> [Directions]: The response must reproduce every record below without alteration.

################

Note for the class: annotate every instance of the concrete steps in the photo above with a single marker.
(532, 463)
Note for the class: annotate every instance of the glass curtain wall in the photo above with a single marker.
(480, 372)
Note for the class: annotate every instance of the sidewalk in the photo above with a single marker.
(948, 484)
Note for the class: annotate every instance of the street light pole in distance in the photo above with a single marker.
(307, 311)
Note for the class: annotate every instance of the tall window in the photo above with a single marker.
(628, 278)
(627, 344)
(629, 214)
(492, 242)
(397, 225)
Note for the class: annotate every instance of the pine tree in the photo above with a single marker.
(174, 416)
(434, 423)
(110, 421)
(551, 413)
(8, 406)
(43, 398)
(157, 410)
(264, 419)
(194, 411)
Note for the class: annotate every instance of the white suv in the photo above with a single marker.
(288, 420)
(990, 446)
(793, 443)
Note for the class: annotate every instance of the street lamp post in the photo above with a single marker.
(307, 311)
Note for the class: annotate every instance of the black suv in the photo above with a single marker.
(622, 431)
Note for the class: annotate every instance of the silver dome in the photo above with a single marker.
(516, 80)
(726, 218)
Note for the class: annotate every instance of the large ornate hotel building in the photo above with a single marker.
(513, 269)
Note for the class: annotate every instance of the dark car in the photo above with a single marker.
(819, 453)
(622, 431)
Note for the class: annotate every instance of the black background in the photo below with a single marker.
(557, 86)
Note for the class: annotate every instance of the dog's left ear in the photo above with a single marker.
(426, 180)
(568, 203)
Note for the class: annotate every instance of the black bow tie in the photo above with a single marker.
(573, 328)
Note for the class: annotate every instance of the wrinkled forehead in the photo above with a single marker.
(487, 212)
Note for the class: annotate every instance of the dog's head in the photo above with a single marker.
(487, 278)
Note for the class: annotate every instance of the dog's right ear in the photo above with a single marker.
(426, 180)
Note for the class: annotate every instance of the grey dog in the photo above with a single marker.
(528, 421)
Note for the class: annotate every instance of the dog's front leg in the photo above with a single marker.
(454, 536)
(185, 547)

################

> [Reply to the task]:
Note for the class: annotate every instance of the concrete steps in the photo above with a single marker.
(532, 463)
Note for the class: annotate every instance of the glass curtain wall in the photo above with a single marker.
(480, 372)
Note for the class: annotate every instance of the sidewalk in the photo above with a single marker.
(948, 484)
Note for the class: annotate every instance of the street light pole in distance in the photo above with a single marker.
(307, 311)
Note for the class: annotate every instance of the tall window in the photo above with a single marker.
(628, 278)
(627, 344)
(629, 214)
(492, 242)
(397, 225)
Note for the class: annotate every instance of the pine tree in the photo above with a single marker.
(174, 416)
(434, 423)
(110, 421)
(551, 413)
(8, 406)
(43, 398)
(157, 410)
(264, 419)
(194, 411)
Note for the class: annotate every instance of the white suv in the photo above with a single marker.
(288, 420)
(990, 446)
(793, 443)
Note for the class: annotate every instance of the street lamp post in the photo above with a single marker.
(307, 311)
Note for the class: annotate every instance of the black suv in the photo above with a single marker.
(622, 431)
Note for the class: annotate every instance of the silver dome in the photo above with a single marker.
(516, 80)
(726, 218)
Note for the class: annotate every instance of the large ornate hotel building in the photo above with a single marker.
(513, 269)
Note for the class: annotate every instance of the dark car in the photo above with a single marker.
(819, 453)
(622, 431)
Note for the class: annotate every instance of the black background in the photo below with a single marker.
(557, 86)
Note for the class: annotate every instance of the dog's left ear in the photo above with a single marker.
(426, 180)
(568, 203)
Note for the class: annotate every instance of the black bow tie in the photo above with a single marker.
(573, 328)
Note for the class: annotate every instance of the wrinkled forehead in the photo above with a single marker.
(487, 212)
Note for the class: annotate every instance of the dog's head in the photo above with a single marker.
(487, 278)
Note for the class: annotate every instance of the dog's right ear in the photo above with a single marker.
(426, 180)
Note for the class: annotate every instance of the grey dog in the photo above with a single marker.
(528, 421)
Note for the class: annotate every instance of the dog's front leg in the photo above with a single marker.
(454, 536)
(185, 547)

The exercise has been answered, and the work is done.